Dataset rows:
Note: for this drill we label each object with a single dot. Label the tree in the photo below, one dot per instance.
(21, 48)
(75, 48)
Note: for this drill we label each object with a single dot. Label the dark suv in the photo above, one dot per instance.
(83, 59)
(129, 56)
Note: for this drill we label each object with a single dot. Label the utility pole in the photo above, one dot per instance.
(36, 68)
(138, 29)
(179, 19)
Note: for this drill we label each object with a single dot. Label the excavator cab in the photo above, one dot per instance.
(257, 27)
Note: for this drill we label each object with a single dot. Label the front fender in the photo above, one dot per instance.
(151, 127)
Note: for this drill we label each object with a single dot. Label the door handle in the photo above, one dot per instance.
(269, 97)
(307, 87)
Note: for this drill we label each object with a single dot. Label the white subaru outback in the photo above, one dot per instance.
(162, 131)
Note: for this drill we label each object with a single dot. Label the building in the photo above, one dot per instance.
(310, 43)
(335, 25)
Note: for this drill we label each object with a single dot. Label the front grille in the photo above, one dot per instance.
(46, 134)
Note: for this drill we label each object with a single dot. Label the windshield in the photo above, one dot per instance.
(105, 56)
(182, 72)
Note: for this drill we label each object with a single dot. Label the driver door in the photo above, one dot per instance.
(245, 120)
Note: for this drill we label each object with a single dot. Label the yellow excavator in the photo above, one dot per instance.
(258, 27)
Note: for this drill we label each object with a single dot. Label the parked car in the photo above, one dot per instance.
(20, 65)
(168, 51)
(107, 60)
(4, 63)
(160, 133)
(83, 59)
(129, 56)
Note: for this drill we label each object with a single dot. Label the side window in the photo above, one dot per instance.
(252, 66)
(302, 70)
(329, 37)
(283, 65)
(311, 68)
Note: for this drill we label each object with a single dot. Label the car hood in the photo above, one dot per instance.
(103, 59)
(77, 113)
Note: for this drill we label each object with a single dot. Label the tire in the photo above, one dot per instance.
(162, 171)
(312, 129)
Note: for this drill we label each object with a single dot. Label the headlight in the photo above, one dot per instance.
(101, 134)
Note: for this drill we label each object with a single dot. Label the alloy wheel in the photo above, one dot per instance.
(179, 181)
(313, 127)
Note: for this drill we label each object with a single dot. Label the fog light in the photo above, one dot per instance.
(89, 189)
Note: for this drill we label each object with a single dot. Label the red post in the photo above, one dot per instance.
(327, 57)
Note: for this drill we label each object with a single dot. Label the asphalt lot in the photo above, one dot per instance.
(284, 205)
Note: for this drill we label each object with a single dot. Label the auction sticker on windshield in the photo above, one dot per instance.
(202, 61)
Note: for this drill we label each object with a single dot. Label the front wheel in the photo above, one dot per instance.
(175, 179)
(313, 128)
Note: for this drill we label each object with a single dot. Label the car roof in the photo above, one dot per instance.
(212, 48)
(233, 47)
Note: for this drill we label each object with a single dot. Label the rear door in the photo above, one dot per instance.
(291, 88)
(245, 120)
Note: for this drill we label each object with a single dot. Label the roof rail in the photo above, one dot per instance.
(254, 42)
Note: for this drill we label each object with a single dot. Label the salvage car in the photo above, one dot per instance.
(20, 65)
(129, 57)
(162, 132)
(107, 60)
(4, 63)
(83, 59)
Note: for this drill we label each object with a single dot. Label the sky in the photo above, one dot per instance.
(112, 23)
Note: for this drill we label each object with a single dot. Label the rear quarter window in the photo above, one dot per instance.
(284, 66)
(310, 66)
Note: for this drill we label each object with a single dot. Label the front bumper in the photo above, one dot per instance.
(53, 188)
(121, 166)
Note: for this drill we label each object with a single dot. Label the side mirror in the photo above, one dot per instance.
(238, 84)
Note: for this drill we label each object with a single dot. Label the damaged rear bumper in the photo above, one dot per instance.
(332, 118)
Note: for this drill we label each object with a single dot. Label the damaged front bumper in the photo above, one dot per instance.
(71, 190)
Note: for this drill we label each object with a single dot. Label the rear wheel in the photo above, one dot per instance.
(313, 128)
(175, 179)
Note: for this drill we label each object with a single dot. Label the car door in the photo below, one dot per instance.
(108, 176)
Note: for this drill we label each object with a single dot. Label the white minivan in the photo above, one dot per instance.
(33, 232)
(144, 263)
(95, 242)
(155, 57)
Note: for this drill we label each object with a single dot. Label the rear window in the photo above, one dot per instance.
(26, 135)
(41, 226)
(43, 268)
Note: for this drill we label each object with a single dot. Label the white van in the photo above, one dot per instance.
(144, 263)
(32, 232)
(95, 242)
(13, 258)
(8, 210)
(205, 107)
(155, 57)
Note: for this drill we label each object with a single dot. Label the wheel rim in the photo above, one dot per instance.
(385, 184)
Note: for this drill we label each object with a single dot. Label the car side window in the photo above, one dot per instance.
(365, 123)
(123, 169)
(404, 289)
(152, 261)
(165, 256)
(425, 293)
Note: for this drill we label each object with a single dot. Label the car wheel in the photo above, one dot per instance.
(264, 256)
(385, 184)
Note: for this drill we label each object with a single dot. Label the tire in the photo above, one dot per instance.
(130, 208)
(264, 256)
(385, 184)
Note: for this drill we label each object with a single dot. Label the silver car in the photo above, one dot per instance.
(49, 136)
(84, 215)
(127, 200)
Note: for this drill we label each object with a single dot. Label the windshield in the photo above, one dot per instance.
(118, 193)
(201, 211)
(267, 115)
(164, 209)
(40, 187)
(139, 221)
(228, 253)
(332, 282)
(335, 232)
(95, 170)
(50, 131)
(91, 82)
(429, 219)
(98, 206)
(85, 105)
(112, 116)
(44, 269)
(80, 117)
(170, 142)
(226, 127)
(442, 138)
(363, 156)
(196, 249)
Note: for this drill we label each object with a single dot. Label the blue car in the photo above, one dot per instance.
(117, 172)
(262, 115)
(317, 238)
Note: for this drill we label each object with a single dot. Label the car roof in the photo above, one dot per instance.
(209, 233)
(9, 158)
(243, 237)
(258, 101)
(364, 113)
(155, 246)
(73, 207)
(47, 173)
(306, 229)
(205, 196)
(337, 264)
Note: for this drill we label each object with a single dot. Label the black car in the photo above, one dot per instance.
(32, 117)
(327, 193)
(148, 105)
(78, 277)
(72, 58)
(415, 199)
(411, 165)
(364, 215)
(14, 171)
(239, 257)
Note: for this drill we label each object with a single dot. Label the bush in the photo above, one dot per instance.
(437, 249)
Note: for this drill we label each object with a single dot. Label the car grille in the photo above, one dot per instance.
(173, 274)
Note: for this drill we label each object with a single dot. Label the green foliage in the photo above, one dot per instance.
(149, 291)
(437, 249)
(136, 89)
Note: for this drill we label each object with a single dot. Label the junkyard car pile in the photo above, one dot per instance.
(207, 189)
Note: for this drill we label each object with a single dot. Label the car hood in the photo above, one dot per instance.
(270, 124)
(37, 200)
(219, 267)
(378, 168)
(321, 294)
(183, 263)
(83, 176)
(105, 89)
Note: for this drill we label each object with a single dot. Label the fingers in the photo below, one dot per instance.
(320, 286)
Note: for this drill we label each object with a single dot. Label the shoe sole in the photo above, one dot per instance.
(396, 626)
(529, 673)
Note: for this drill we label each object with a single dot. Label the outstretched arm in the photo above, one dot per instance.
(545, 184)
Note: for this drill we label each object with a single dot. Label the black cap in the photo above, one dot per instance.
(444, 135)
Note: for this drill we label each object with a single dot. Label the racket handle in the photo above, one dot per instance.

> _THE PROBLEM_:
Repeat the lines above exactly.

> _WRITTEN RESPONSE_:
Note: for this drill we label each object with a single dot. Label the tree in the photo below, one dot per instance.
(21, 48)
(75, 48)
Note: for this drill we label each object with a single dot. Label the dark suv in the photo above, one dot per instance.
(83, 59)
(129, 56)
Note: for this drill we label each object with a single dot. Label the utility pole in the photo above, one dot per instance.
(36, 68)
(138, 29)
(179, 19)
Note: for this drill we label each object with a single dot. Label the excavator cab in the photo above, one dot per instance.
(257, 27)
Note: for this drill we label each object with a single dot. Label the front fender in the photo above, one dot per instance.
(151, 127)
Note: for this drill we label each object with a single dot. Label the door handle in the photo above, one dot per instance.
(269, 97)
(307, 87)
Note: for this drill we label each object with a single dot. Label the white subaru outback in the photo above, one dot per instance.
(162, 131)
Note: for this drill we label each object with a single dot. Label the building in the photo above, one dot per instance.
(310, 43)
(335, 25)
Note: for this drill we label each object with a single dot. Label the front grille in the photo above, one dot per instance.
(46, 134)
Note: for this drill we label each object with a single dot. Label the windshield in the photo above, one dot per instance.
(105, 56)
(182, 72)
Note: for this drill we label each object with a single dot. Label the driver door in the photo above, one dot per instance.
(245, 120)
Note: for this drill we label each object with a single dot. Label the yellow excavator in the photo above, one dot per instance.
(258, 27)
Note: for this drill we label each object with a single dot. Label the parked car in the photo above, one dot per instance.
(20, 65)
(168, 51)
(107, 60)
(4, 63)
(160, 133)
(83, 59)
(129, 56)
Note: for this drill we label each object with a single dot. Label the side window in the photo above, one dot per instance.
(252, 66)
(302, 70)
(329, 37)
(283, 65)
(311, 68)
Note: for this drill we label each object with a single dot. Label the car hood in the photo above, one dot per instance.
(103, 59)
(77, 113)
Note: for this drill we label each object with a single dot. Label the tire in the photo above, one dot per instance.
(162, 171)
(312, 129)
Note: for this drill we label each object with a single dot. Label the headlight in the photo above, one dot per instance.
(101, 134)
Note: for this drill we label each object with a single dot. Label the alloy wheel in the photo above, one dot per instance.
(179, 181)
(313, 127)
Note: for this drill we label each object with a single dot. Label the fog light in the photo above, one dot per instance.
(89, 189)
Note: for this drill we label each object with a single dot. Label the red post in the photo above, one dot per instance.
(327, 57)
Note: for this drill we label each object with a single dot. Label the asphalt lot in the photo above, one dot per instance.
(284, 205)
Note: for this drill we label each object with a single dot. Label the auction sticker on windshield in the photo above, one dot per instance.
(202, 61)
Note: for this drill we label each object with a single dot. Label the front wheel in the photo above, one dot per instance.
(175, 179)
(313, 128)
Note: for this drill we label each object with a single dot. Label the car roof in the photo above, one dot per instance.
(212, 48)
(233, 47)
Note: for this drill we label each object with a single dot. Label the rear door in the photo above, one dot per instance.
(291, 88)
(245, 120)
Note: for this drill we label each object with a single dot. Label the roof rail in the photo above, one dot per instance.
(254, 42)
Note: for this drill we label each object with a single dot. Label the salvage car in the photo above, one dot per instance.
(20, 65)
(129, 57)
(162, 132)
(107, 60)
(4, 63)
(83, 59)
Note: for this drill we label each object with a single dot. Label the sky in the photo above, one dot per instance.
(112, 23)
Note: for this drill we label each object with a single dot. Label the rear quarter window in the photo above, one dot per instance.
(284, 66)
(310, 66)
Note: for this drill we label each object with a single dot. Label the front bumper in the photo above, one dot per instance.
(53, 188)
(121, 166)
Note: for this drill we label each object with a single dot. Label the side mirror in the photo above, one dot per instance.
(238, 84)
Note: for this drill we label each object with a single dot. Label the damaged rear bumper in the photo above, one dot per instance.
(332, 118)
Note: for this drill we label each object with a single dot. Label the damaged front bumper in the photo above, one dot per instance.
(71, 190)
Note: for this drill we label each object with a single dot. Label the rear wheel in the photo above, one dot per instance.
(313, 128)
(175, 179)
Note: for this drill we label each object with a single dot. Label the car door in the photo below, one dot per instance.
(108, 176)
Note: for this drill we label each object with a single dot. Label the white minivan in the photo above, one dot per instance.
(33, 232)
(144, 263)
(95, 242)
(155, 57)
Note: for this drill we label each object with a single dot. Label the rear window in the photo above, one dot per instance.
(26, 135)
(41, 226)
(43, 268)
Note: for this drill we label each object with a single dot. Label the white van in the photo above, one dot per instance.
(144, 263)
(32, 232)
(95, 242)
(13, 258)
(8, 210)
(205, 107)
(155, 57)
Note: for this drill we label each object with a single dot. Label the wheel rim in the photo above, one dot per instance.
(385, 184)
Note: for this drill we label each object with a single dot. Label the car side window in the photo above, one dot per instance.
(365, 123)
(123, 169)
(404, 289)
(152, 261)
(165, 256)
(425, 293)
Note: for this drill we label each object with a single dot. Label the car wheel in the photo above, one dot per instance.
(264, 256)
(385, 184)
Note: for this drill we label each object with a single dot. Label the tire in the photo above, one dot per instance.
(130, 208)
(264, 256)
(385, 184)
Note: for this drill we label each object with a single dot. Label the silver car in the photo above, one dot per instance.
(49, 136)
(84, 215)
(127, 200)
Note: for this drill we label each object with a single dot. Label the windshield in the photo above, one dot per instance.
(118, 193)
(201, 211)
(267, 115)
(164, 209)
(40, 187)
(139, 221)
(228, 253)
(332, 282)
(335, 232)
(95, 170)
(50, 131)
(91, 82)
(429, 219)
(98, 206)
(85, 105)
(112, 116)
(44, 269)
(80, 117)
(170, 142)
(226, 127)
(442, 138)
(363, 156)
(196, 249)
Note: for this drill we label each object with a single dot. Label the blue car in the photo above, one dot per instance.
(117, 172)
(262, 115)
(317, 238)
Note: for this drill we label each object with a single dot. Label the car roof in the photo above, one dot per instance.
(209, 233)
(9, 158)
(243, 237)
(258, 101)
(364, 113)
(155, 246)
(73, 207)
(47, 173)
(306, 229)
(205, 196)
(337, 264)
Note: for this drill we label each object with a single dot. Label the black car in the photo above, one dot per instance.
(32, 117)
(327, 193)
(148, 105)
(78, 277)
(72, 58)
(415, 199)
(411, 165)
(364, 215)
(14, 171)
(239, 257)
Note: for this drill we label each object with a single dot. Label the bush in the photo above, one dot per instance.
(437, 249)
Note: for this drill we label each object with a single dot. Label the car grille in the photo above, one dot per instance.
(173, 274)
Note: for this drill we label each object with a single dot. Label the green foliage in the photo above, one dot per instance.
(149, 291)
(437, 249)
(136, 89)
Note: for this drill we label each object with a single dot. Label the junkyard car pile in the photo above, one dot per instance.
(207, 189)
Note: for this drill we label each object with a single dot. Label the car hood in the photo above, one dot per instance.
(270, 124)
(37, 200)
(219, 267)
(378, 168)
(321, 294)
(183, 263)
(83, 176)
(105, 89)
Note: for this drill we label each object with a single dot. Label the fingers in the photo below, one dot per instance.
(320, 286)
Note: for this drill we label each object with a single dot. Label the shoe sole in the photo above, one dot per instance.
(396, 626)
(529, 673)
Note: for this drill we label each object with a single dot. Label the outstretched arm in the photo above, one dot per instance.
(545, 184)
Note: for this drill we label each object with a single dot. Label the black cap in the photo above, one dot per instance.
(444, 135)
Note: for this drill we label each object with a single dot. Label the racket handle in the photo above, one dot per instance.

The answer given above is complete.